■ **Document section**
----

3 thoughts on “‘Bailouts’: Socialism (and Capitalism) on its head”

  1. Lucid with out much financial jargons…….. first the crash, then the bail out of 700 billion… but no one seems to have done anything wrong here… the goverment is blindly buying out the toxic assets, where as there should be some mechanism to punish the guilty. Somehow money making(banking and its derivatives), be it any spurious method, is the only profession where you can get away without being punished.
    Though no one is being punished right now for the massive bungling, i presume the third world should be very cautious in their approach from now on. From now onwards the west will pull their sleeves and will try to squeeze out the maximum from 3rd world for the losses they have incured.

    Now that Latin America is showing counter trends and china being a shrewd monolith, this time around India will be the way forward for western neo-liberalism. Things will be far too easy with the Nuclear deal in place.

  2. If this were the crisis of capitalism, then how would it be the end of history?
    However, it is true that some variety of state capitalism or social capitalism was presented as socialism in china and in so-called erstwhile ‘really existing socialist’ countries. And now probably the leadership of capitalism would be transferred to China.

    this crisis or any future crisis may not culminate into a collapse of the system, But it surely indicates towards an imminent mutation of the system (which we cannot predict now). So there seems no end of history.

  3. >this time around India will be the way forward for western neo-liberalism

    Possibly, clash, but where is the money going to come from? All that was anyway never solid, has melt into thin air!

    ishwar:
    >If this were the crisis of capitalism, then how would it be the end of history?

    Of course, not. It would be the end of pre- history!

----

■ **Work request**
From the comments on bailouts, extract the passage from "Now that Latin" to "deal in place." verbatim.

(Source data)
----

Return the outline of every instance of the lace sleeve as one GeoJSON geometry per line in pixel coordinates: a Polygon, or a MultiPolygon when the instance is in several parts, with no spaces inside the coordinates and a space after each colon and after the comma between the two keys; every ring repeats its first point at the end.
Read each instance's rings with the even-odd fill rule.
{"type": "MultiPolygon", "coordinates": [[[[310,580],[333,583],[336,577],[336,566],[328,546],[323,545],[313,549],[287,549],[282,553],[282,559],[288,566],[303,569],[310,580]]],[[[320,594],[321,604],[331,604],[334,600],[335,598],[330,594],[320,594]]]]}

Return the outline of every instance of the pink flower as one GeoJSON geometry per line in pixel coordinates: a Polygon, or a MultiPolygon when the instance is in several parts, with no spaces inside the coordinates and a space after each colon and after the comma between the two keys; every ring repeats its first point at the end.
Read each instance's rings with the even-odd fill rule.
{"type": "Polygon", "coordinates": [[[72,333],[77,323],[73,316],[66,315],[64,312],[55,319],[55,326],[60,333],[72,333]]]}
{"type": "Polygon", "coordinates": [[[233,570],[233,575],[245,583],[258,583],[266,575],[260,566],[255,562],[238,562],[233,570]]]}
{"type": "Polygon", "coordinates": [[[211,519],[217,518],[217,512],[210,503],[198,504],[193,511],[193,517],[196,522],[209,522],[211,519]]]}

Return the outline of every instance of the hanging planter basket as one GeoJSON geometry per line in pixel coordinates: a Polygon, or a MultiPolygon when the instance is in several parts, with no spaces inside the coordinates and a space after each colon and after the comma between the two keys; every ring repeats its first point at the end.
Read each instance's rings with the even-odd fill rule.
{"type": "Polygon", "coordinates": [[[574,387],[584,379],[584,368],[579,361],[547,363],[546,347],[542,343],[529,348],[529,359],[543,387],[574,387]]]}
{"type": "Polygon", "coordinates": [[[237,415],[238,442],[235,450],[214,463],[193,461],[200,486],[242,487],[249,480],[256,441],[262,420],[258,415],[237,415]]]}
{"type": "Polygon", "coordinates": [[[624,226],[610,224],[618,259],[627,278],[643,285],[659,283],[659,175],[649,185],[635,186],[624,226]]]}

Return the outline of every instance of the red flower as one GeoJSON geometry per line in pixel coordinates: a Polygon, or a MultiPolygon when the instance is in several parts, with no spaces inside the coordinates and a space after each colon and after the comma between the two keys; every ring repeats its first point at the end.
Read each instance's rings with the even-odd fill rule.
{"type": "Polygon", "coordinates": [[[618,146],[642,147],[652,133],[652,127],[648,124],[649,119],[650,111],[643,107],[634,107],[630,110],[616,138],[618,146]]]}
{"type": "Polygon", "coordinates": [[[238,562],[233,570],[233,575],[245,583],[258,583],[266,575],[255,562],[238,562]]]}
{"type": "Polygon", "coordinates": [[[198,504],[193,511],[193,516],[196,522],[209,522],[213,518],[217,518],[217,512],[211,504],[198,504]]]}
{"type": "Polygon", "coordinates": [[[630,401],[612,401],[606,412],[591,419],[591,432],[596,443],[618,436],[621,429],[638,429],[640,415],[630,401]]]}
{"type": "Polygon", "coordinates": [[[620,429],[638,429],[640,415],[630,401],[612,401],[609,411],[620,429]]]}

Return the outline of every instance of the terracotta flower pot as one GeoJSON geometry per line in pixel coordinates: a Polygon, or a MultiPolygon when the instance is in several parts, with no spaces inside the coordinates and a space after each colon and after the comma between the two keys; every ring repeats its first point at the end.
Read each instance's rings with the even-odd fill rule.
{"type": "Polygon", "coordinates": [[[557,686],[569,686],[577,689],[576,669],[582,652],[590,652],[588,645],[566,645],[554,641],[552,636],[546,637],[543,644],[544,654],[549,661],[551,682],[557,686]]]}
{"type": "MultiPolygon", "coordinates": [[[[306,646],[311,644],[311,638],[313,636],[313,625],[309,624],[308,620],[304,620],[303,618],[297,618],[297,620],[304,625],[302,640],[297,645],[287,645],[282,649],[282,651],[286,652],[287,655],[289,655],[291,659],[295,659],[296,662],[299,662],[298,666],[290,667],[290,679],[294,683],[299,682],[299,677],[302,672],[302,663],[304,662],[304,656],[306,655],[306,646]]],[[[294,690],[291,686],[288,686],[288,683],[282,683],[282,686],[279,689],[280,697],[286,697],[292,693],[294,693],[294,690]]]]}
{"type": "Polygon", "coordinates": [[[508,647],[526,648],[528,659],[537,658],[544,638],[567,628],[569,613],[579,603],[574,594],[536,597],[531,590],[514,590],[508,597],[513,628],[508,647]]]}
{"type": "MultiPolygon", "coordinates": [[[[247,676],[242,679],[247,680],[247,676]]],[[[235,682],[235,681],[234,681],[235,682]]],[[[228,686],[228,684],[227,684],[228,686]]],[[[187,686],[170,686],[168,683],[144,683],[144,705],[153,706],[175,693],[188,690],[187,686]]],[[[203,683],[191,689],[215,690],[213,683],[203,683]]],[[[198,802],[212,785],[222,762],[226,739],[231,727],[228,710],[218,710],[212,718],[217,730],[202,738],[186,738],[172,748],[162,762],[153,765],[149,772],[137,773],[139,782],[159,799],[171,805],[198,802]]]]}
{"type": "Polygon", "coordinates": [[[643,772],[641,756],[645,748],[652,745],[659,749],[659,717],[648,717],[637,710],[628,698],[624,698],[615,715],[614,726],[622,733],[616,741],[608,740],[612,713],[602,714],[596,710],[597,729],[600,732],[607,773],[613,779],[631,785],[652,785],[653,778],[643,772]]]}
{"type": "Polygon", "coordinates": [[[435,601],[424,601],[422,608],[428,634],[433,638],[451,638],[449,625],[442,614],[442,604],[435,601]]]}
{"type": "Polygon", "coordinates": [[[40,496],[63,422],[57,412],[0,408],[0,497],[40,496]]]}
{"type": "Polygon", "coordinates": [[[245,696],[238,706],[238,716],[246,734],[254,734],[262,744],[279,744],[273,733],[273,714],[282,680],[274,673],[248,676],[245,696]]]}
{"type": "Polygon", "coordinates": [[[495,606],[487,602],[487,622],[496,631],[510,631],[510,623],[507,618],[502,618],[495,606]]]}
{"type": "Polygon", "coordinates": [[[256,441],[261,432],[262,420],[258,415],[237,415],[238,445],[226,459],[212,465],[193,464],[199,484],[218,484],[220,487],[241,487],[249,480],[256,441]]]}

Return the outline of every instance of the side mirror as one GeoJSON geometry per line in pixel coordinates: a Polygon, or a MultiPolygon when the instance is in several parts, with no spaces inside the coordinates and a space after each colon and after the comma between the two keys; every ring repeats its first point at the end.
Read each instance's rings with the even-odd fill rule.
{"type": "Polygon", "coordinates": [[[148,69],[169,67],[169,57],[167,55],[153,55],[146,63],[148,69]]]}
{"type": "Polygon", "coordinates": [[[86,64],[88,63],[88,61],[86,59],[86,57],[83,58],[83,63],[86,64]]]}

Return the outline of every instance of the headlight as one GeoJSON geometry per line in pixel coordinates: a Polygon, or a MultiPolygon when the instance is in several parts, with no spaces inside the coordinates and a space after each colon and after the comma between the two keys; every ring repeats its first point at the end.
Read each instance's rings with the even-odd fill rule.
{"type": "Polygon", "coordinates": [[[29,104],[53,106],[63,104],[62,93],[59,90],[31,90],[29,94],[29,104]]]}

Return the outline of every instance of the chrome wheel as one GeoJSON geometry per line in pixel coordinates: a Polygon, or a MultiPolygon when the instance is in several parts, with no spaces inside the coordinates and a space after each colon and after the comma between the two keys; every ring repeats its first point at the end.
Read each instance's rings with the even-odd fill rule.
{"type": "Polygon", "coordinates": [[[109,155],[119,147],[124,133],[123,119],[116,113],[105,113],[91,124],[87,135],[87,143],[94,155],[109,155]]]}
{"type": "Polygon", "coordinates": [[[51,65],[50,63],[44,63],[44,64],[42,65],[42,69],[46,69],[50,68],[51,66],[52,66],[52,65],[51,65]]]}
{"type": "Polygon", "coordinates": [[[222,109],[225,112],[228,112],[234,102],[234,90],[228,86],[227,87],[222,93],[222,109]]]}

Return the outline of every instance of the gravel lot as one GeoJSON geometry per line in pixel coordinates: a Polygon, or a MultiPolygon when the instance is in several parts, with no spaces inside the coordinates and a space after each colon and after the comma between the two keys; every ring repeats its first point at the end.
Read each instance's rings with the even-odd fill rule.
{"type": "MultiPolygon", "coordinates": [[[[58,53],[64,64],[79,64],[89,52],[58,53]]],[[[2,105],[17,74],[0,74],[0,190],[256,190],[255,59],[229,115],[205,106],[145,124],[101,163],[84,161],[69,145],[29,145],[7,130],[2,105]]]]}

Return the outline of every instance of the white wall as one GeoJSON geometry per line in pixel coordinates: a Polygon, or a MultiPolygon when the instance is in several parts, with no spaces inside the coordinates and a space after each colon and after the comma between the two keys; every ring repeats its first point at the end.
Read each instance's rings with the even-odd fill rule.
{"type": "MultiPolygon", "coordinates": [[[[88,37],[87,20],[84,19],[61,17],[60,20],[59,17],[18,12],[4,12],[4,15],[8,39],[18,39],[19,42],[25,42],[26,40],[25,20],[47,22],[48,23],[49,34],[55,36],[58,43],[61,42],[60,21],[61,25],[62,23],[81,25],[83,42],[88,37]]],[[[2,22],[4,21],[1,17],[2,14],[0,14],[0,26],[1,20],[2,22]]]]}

----

■ **Solution to this task**
Now that Latin America is showing counter trends and china being a shrewd monolith, this time around India will be the way forward for western neo-liberalism. Things will be far too easy with the Nuclear deal in place.